**Work instructions:**
Extract the full set of records that follows, word for word.

**Given records:**
________________________________________
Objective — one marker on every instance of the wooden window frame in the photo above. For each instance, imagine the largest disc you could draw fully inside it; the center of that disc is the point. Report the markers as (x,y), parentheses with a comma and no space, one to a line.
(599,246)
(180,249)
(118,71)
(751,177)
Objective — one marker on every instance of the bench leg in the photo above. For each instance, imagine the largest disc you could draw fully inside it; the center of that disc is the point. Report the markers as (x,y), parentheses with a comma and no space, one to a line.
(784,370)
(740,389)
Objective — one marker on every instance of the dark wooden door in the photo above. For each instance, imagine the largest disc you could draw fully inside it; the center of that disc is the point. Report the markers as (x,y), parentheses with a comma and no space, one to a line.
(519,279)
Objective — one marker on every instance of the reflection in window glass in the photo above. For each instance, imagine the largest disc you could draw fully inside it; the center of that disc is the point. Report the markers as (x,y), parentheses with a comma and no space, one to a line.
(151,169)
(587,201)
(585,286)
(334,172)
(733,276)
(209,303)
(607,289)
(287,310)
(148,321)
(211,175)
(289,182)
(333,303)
________________________________________
**Result of this task:**
Objective — one marker on every instance of the wooden window frame in the photo above. For each instance, imagine the largest disc you could draw fully inside it; the center of that disc is the point. Report the markers as (x,y), parentheses with a comma and no space, one to a line.
(599,246)
(180,249)
(118,71)
(751,177)
Objective — one marker on every instance of the bench leg in the photo above. For each instance, imagine the largest disc you could draw fully inside it; the center of that disc is the point. Report the markers as (x,y), parentheses with a comma and no space, one to a line.
(784,370)
(740,389)
Objective — one marker on every instance of the dark wooden door in the photo above. For each instance, imagine the largest disc you could draw fully inside it; the center of that disc is the point. Report the markers as (x,y), parentheses with a comma and no space, one to a line.
(519,279)
Objective — one marker on every instance of the reflection in window glass in the photo above. For each instance, imagine the largest disc you could draw fully inside it; the center of that disc is the point. Report the markers as (x,y), parentheses with a comma and no space, one to a line.
(151,169)
(587,201)
(585,286)
(334,172)
(733,276)
(209,303)
(607,289)
(287,310)
(148,321)
(211,175)
(289,182)
(333,303)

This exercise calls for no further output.